Source extract:
# Sunset Ridge Villas St John



## hajjah (Mar 6, 2011)

We just booked a unit today for July.  Since we've never been to St. John, can someone provide any updated information about this resort?  I've read all the reviews on TUG and the BBS, but nothing is recent.  Did we make a good decision to book this resort just to be on St. John?  We also plan to rent a vehicle, so any advice would be very much appreciated.  Thanks for your help.   
Best travels to all.


----------



## learnalot (Mar 6, 2011)

hajjah said:


> We just booked a unit today for July.  Since we've never been to St. John, can someone provide any updated information about this resort?  I've read all the reviews on TUG and the BBS, but nothing is recent.  Did we make a good decision to book this resort just to be on St. John?  We also plan to rent a vehicle, so any advice would be very much appreciated.  Thanks for your help.
> Best travels to all.



I haven't stayed there, but St. John is great.  I think there are some reviews for the resort on Redweek.


----------



## LisaRex (Mar 7, 2011)

I haven't stayed there, but St. John is a marvelous island.  We stayed at the Westin villas but traveled every day to a different beach on the island, so we didn't spend a great deal of time at the resort.

You have two options for car rentals. You can take the ferry over to St. John and rent a car in Cruz Bay.  Or you can rent a car in St. Thomas and take the car ferry over to St. John.  The latter is usually the cheapest route, but it's not as convenient as the former. 

FYI, car rentals are very expensive either way you go, so be prepared for sticker shock.  Also, when you get your car, make sure that it has good tires and brakes.  St. John has lots of steep hairpin turns and you want to make sure that your car can handle them safely.   An SUV or jeep is a must, IMO.


----------



## jqg1956 (Mar 9, 2011)

*Sunset Ridge*

We own a November week at Sunset Ridge and love it - be aware that there is no a/c in the villas, but there are ceiling and floor fans and since it way up Jacob's Ladder there are lovely breezes.  It can be difficult to find the first time up, but the website has good directions.  It is a private enclave with good views.  The owners management committee has done an outstanding job of refurbishing and I would not hesitate to recommend it to anyone.  As to jeep rentals, we have always used St. John Car Rental right up from the ferry dock.  Very accommodating, with the advantage of being able to park in their lot while in town.  Hope this helps.


----------



## hajjah (Mar 10, 2011)

Records supplied:

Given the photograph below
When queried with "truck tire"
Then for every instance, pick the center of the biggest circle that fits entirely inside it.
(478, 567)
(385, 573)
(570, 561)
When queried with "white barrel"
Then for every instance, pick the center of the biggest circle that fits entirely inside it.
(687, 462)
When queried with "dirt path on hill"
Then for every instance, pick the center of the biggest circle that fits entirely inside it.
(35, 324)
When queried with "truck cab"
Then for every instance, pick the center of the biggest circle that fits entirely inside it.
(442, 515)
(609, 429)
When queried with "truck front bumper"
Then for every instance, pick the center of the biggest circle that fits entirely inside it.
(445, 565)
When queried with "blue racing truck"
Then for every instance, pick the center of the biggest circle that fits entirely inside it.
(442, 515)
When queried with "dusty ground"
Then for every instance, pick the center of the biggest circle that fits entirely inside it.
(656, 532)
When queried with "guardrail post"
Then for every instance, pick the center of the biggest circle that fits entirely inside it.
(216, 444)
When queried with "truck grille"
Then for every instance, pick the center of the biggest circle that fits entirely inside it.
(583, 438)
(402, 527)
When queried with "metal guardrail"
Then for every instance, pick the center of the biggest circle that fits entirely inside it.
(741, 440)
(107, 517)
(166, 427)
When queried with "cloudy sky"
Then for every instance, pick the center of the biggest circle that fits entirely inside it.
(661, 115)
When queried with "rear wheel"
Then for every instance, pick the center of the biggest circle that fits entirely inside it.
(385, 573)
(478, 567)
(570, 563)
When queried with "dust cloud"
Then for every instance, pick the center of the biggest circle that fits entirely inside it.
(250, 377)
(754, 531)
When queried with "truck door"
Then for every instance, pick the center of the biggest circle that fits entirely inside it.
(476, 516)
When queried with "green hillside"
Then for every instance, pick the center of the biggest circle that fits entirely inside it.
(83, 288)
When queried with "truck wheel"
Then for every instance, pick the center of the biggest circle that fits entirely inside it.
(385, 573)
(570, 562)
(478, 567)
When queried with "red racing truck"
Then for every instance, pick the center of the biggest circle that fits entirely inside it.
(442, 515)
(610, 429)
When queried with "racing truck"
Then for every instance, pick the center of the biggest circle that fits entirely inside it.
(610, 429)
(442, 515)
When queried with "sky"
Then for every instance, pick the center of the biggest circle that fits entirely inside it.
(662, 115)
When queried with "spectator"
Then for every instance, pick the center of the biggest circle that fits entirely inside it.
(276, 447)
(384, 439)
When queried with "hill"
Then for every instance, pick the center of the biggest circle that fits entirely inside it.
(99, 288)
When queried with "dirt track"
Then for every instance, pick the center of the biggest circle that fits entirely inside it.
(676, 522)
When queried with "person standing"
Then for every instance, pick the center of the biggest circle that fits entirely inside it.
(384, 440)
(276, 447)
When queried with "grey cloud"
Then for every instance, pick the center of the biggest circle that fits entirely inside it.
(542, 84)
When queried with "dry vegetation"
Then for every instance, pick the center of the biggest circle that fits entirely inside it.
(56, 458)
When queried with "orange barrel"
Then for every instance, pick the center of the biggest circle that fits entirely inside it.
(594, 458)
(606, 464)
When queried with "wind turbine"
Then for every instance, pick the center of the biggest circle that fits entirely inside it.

Exercise goal: Set down word for word the stretch of the Sunset Ridge thread above that runs from "You have two" up to and including "a must, IMO.".

Right answer:
You have two options for car rentals. You can take the ferry over to St. John and rent a car in Cruz Bay.  Or you can rent a car in St. Thomas and take the car ferry over to St. John.  The latter is usually the cheapest route, but it's not as convenient as the former. 

FYI, car rentals are very expensive either way you go, so be prepared for sticker shock.  Also, when you get your car, make sure that it has good tires and brakes.  St. John has lots of steep hairpin turns and you want to make sure that your car can handle them safely.   An SUV or jeep is a must, IMO.